| Prompt |
Print out each entry below exactly, please.

Data excerpts:
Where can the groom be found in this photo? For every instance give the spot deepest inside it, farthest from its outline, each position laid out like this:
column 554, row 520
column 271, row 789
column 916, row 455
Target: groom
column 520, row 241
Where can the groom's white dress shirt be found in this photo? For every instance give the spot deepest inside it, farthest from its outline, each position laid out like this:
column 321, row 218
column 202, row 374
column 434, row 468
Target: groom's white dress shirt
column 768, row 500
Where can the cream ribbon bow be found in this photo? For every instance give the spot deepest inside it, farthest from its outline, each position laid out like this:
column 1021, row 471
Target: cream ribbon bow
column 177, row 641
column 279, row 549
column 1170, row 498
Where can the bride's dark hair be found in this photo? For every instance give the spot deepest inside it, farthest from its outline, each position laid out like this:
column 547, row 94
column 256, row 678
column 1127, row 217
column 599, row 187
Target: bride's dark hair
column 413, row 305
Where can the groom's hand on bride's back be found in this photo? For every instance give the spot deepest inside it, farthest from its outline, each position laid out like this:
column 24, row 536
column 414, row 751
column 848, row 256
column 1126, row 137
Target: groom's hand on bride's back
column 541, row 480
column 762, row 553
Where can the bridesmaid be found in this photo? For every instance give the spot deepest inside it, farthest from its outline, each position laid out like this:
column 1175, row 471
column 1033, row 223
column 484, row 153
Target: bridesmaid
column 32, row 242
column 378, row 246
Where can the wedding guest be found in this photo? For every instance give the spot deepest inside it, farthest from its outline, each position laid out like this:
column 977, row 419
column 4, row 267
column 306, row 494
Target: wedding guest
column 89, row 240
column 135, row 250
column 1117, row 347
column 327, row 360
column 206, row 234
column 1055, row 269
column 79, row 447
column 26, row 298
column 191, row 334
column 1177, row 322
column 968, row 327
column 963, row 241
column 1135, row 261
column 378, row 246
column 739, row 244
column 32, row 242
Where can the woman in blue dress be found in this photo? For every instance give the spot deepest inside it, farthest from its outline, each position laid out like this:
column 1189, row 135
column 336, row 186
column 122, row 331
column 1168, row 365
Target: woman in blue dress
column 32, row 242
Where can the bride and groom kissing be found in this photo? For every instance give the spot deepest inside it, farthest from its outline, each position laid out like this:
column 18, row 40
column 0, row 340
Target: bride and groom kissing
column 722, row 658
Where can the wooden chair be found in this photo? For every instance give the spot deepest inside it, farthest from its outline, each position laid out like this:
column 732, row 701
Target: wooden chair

| Expected answer |
Where can the groom be found in this photo? For every instance give the spot deepest inside it, farthest from its outline, each position laid out like this:
column 554, row 520
column 271, row 789
column 916, row 455
Target: groom
column 520, row 241
Where can the groom's white dress shirt be found in this photo? For every instance give the spot deepest inside it, farthest from its outline, each position laid out like this:
column 321, row 218
column 202, row 374
column 434, row 468
Target: groom's white dress shirt
column 768, row 500
Where can the cream ribbon bow be found in this photo? For every instance give the spot deepest inside it, farthest from its outline, each position laid out like this:
column 1021, row 471
Target: cream ribbon bow
column 177, row 641
column 279, row 549
column 1170, row 498
Where can the bride's dark hair be found in this photo? For every instance give the spot deepest inside it, farthest from its outline, each position laid out like this:
column 547, row 94
column 256, row 678
column 1127, row 217
column 599, row 187
Target: bride's dark hair
column 413, row 305
Where can the groom's hand on bride's back be found in this photo? For every instance give the spot deepest inside it, farthest from its outline, each position laid out like this:
column 24, row 536
column 414, row 751
column 848, row 256
column 1126, row 137
Target: groom's hand on bride's back
column 541, row 480
column 762, row 553
Where can the bridesmaid be found in this photo? For every instance give the spot deepest inside it, farthest from its outline, each position laid out like this:
column 1175, row 471
column 1033, row 223
column 484, row 153
Target: bridesmaid
column 32, row 242
column 378, row 246
Where can the wedding guest be found in this photo? For every instance give the spot deepest inside it, farthest from its outline, each position laid out like this:
column 977, row 419
column 4, row 267
column 306, row 494
Target: wedding guest
column 89, row 240
column 135, row 250
column 1117, row 347
column 327, row 360
column 206, row 234
column 1055, row 269
column 79, row 447
column 26, row 298
column 191, row 334
column 1177, row 322
column 968, row 327
column 963, row 241
column 1135, row 261
column 378, row 246
column 739, row 244
column 32, row 242
Where can the woman in blue dress be found in this photo? For every instance give the spot deepest inside it, farthest from its outline, each position laid out like this:
column 1189, row 135
column 336, row 186
column 122, row 331
column 1168, row 365
Target: woman in blue dress
column 32, row 242
Where can the bride and groom kissing be found in this photo? For every instance give the spot deepest inside it, farthest from its outline, each position laid out like this:
column 18, row 40
column 0, row 340
Target: bride and groom kissing
column 722, row 658
Where can the wooden chair be found in this photo? For every instance give the spot deepest inside it, farthest from its outline, each position laid out like this:
column 732, row 701
Target: wooden chair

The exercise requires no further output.